The task — Locate each line in the items below that contains the word "target" and copy those lines.

+ + + +

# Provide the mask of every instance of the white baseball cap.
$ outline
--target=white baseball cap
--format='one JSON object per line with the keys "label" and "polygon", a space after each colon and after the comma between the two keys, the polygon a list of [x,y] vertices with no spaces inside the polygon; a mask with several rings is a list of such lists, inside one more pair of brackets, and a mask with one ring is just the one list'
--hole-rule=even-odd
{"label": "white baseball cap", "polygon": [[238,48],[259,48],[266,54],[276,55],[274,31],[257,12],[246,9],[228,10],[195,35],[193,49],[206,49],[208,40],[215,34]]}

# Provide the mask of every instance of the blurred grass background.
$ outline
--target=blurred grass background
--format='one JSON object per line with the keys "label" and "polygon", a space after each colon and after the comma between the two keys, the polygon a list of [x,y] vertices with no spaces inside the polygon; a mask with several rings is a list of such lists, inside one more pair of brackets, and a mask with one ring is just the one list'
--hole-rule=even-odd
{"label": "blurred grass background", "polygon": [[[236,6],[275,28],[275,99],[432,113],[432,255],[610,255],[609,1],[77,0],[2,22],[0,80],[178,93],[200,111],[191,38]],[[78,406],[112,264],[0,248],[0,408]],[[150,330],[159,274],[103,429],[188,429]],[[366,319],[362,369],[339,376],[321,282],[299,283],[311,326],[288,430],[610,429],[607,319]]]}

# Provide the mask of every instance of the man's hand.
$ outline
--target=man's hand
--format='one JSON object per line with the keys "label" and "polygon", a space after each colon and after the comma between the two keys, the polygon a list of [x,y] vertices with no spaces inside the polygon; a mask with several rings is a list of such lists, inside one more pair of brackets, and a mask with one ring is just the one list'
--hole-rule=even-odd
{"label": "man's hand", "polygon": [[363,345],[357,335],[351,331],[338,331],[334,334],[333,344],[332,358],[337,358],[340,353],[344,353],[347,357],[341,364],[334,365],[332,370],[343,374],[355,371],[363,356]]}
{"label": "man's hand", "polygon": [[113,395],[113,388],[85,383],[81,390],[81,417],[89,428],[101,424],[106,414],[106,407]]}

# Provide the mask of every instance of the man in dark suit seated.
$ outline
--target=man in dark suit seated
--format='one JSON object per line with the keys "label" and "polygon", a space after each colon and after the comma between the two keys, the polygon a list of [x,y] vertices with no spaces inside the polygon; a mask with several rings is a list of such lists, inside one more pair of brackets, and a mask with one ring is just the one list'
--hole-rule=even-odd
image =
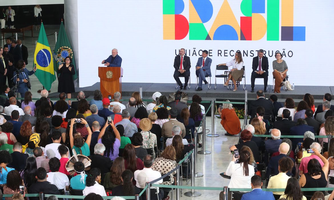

+ + + +

Task response —
--target=white baseball cap
--target=blurred grass background
--target=man's hand
--target=man in dark suit seated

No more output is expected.